> [The task] Each line in the entries that has the word "below" has to be copied.

> [Information provided]

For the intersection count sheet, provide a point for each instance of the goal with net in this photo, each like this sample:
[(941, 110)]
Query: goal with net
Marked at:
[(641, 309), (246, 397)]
* * *
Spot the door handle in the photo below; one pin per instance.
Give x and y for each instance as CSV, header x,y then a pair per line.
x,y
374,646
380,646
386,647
* * *
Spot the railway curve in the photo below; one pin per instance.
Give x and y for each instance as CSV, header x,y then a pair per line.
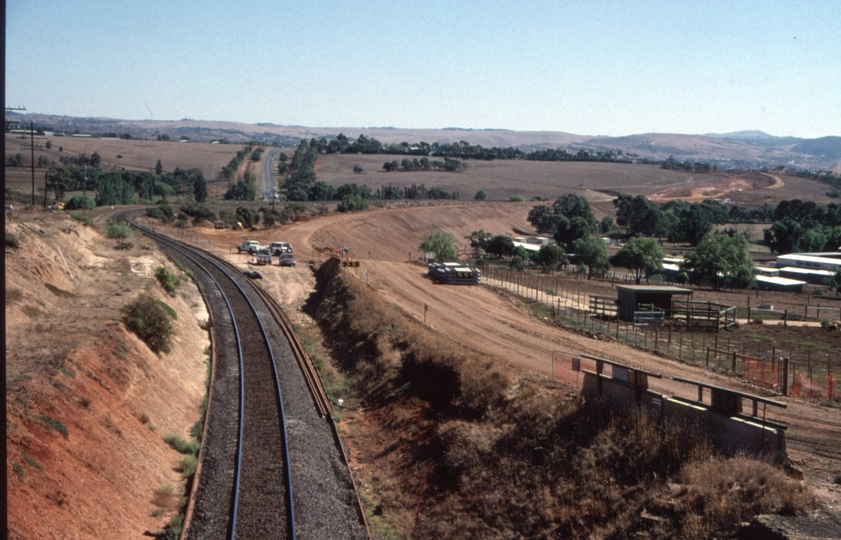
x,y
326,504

> [Your response]
Spot the door handle in the photo below; one pin per instance.
Spot the railway curve in the photo below; one pin per instance.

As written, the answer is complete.